[Begin]
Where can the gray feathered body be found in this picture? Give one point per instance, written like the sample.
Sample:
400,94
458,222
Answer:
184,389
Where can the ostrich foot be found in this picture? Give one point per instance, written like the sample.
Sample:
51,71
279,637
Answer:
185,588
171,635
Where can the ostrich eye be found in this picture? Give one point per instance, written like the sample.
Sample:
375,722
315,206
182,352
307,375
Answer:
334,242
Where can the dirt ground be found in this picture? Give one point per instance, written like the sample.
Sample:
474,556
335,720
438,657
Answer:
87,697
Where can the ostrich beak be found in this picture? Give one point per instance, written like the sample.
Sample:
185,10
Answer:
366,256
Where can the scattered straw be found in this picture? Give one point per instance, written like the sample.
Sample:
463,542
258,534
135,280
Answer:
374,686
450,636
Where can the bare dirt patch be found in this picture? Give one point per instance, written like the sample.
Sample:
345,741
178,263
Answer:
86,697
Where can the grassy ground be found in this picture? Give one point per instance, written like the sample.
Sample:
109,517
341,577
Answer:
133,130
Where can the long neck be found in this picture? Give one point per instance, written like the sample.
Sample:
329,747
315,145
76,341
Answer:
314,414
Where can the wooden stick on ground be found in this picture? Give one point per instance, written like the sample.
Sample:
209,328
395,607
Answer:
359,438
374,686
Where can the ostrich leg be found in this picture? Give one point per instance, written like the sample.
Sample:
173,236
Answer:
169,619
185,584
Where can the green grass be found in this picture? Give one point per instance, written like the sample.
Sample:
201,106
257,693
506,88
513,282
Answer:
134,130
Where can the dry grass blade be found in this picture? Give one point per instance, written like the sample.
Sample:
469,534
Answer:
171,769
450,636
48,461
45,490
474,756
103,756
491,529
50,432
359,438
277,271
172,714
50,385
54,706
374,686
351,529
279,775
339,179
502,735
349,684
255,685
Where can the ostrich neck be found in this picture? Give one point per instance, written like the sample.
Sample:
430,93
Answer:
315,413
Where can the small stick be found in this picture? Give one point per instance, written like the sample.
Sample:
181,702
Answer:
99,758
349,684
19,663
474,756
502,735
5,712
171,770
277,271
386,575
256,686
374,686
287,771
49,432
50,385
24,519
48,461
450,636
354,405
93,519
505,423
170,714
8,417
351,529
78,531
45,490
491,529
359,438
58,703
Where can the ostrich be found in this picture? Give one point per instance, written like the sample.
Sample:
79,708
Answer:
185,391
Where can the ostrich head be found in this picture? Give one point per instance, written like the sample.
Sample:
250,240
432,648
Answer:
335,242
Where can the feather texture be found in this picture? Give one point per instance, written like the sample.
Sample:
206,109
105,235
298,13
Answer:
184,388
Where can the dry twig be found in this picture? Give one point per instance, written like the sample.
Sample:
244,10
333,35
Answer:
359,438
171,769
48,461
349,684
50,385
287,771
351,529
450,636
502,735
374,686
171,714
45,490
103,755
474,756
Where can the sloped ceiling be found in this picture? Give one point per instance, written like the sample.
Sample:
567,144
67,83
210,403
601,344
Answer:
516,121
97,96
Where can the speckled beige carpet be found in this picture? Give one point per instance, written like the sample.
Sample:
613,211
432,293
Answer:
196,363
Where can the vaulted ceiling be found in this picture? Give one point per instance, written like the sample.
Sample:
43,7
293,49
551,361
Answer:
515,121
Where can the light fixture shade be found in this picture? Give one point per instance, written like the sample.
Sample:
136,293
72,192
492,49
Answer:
[End]
Using the exact wording, write out all of the records.

Where can the gray feathered body be found in this picture? Give one point per instance, written like the sample.
Sample:
400,94
458,222
Answer:
184,389
Where can the ostrich foot be found in this picture? Give one point per instance, written like the sample.
Sample:
51,71
279,637
Answer:
185,588
171,635
Where can the ostrich eye be found in this picture? Give one point per instance, written like the sample.
Sample:
375,722
315,206
182,352
307,375
Answer:
334,242
Where can the dirt ground be found in this picture? Give one point per instance, written like the sample.
Sample:
474,556
335,720
438,657
Answer:
87,697
Where can the ostrich beak be found in this picture? Give one point per instance, written like the sample.
Sample:
185,10
Answer:
366,256
Where can the scattered straw be found in this picture? Give one point per instance, written like the sample.
Sample:
463,542
258,534
135,280
Answer:
374,686
450,636
Where can the bare dirt patch be found in this picture? Give one point per instance, written like the sample.
Sample:
345,741
178,263
Answer:
86,697
Where can the grassy ground be found in this picture? Give one point per instance, written like the sample.
Sample:
109,517
341,577
Answer:
133,130
Where can the long neck be found in this picture? Give one point per instance, written like the sample.
Sample:
329,747
315,145
76,341
Answer:
314,414
Where can the wooden stick on ground be found in this picture? Give one point per instance, written like the sample.
Sample:
209,328
395,607
Answer:
359,438
374,686
Where can the ostrich leg be found in this picture? Give one point per instance, written like the sample.
Sample:
173,236
Answer:
169,619
185,584
Where can the green grass be found in this picture? Give one point per instance, written like the sample.
Sample:
201,106
257,693
506,88
513,282
Answer:
134,130
Where can the dry grass blade be found in this picture? Give one point per instance, written like the sample.
Sample:
469,534
Answer:
171,769
450,636
48,461
45,490
474,756
103,756
491,529
50,432
359,438
277,271
172,714
50,385
54,706
374,686
351,529
279,775
339,179
502,735
349,684
255,685
Where can the ostrich neck be found in this picture? Give one point per instance, written like the sample.
Sample:
430,93
Answer:
315,413
Where can the small stick be found in this picture? Give one point per instance, written like the sample.
Sample:
181,702
Answer:
99,758
349,684
19,663
474,756
502,735
5,712
171,770
277,271
386,575
256,686
374,686
287,771
49,432
50,385
24,519
48,461
450,636
354,405
93,519
505,423
170,714
8,417
351,529
78,531
45,490
491,529
359,438
58,703
Where can the ostrich be found in this picture? Give one point per instance, written like the sample.
Sample:
79,708
Answer:
185,391
Where can the ostrich head be found in this picture? Give one point per instance, written like the sample.
Sample:
250,240
432,648
Answer:
335,242
Where can the feather texture be found in this picture? Give one point per instance, written like the sample.
Sample:
206,109
105,235
298,13
Answer:
184,388
Where can the dry twig be found in this picture? Give one point per instance, written like the sample.
Sample:
244,10
333,35
Answer:
359,438
171,769
48,461
349,684
50,385
287,771
351,529
450,636
502,735
374,686
171,714
45,490
103,755
474,756
Where can the sloped ceiling be found in this picture? Give one point per instance, written like the sample.
Sample:
567,144
67,83
210,403
601,344
Answer:
516,121
97,96
Where can the speckled beige carpet be found in this picture? Give one point per instance, written like the sample.
Sample:
613,211
432,293
Answer:
196,363
Where can the vaulted ceiling be found in this picture? Give one point per instance, written like the sample.
Sample:
43,7
293,49
551,361
Answer:
515,121
Where can the light fixture shade be found in this picture? Give one point per instance, written like the sample.
Sample:
136,293
72,192
492,49
Answer:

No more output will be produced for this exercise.